Exercise directions
Working line by line, output the entries below exactly as they appear.

━━━━━ Dataset records

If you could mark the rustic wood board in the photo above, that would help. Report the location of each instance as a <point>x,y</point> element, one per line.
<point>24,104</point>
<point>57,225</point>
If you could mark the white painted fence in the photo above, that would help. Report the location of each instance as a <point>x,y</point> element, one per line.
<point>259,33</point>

━━━━━━━━━━

Written response
If you could mark the rustic wood board in the photo above, that would help. Report the location of each instance as a <point>x,y</point> element, one per line.
<point>24,104</point>
<point>57,225</point>
If you could mark the white painted fence in the photo above, that would help. Report the location of each instance as a <point>x,y</point> element, one per line.
<point>259,33</point>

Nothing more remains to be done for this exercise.